• Task brief
Write out every line of the listing below word for word, leaving out the pictures.

• Given data
####

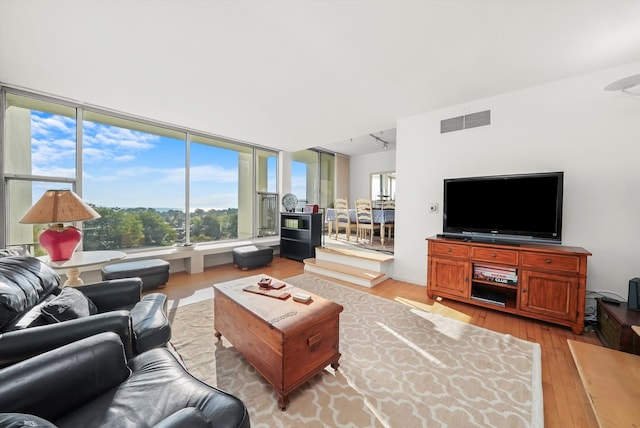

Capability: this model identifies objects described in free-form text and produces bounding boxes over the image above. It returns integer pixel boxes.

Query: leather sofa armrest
[153,407,213,428]
[76,278,142,312]
[0,333,131,421]
[0,310,133,367]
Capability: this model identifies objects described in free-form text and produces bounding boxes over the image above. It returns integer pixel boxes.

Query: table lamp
[18,190,100,262]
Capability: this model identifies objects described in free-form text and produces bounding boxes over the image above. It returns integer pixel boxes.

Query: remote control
[600,296,622,306]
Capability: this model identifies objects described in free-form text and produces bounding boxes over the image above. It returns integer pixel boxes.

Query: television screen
[443,172,564,244]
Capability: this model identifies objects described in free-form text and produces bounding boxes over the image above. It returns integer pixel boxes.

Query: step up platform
[304,247,394,288]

####

• Answer for this exercise
Capability: this model identifies objects described in free-form text and produces bounding boxes over the image above. It returns integer pixel boxes.

Query: leather sofa armrest
[153,407,213,428]
[76,278,142,312]
[0,333,131,421]
[0,310,133,367]
Capability: this model identifies objects described in free-form text and produces bounding boxes over the image above. It returns integer pixel boxes.

Query: table lamp
[18,190,100,262]
Capability: this model identifies objects described in free-form text and produces bounding boxes over the image above. It returns integer pixel boxes.

Query: remote control
[600,296,622,306]
Capability: this model identifies objects described in free-form text and produces bounding boxes over the image above. It returns integer pixel boxes.

Query: television screen
[443,172,564,244]
Capability: this model identifies objects described in free-form text and produces bounding boxes over the image above. It returns integer pixel boxes.

Query: step up platform
[304,247,394,288]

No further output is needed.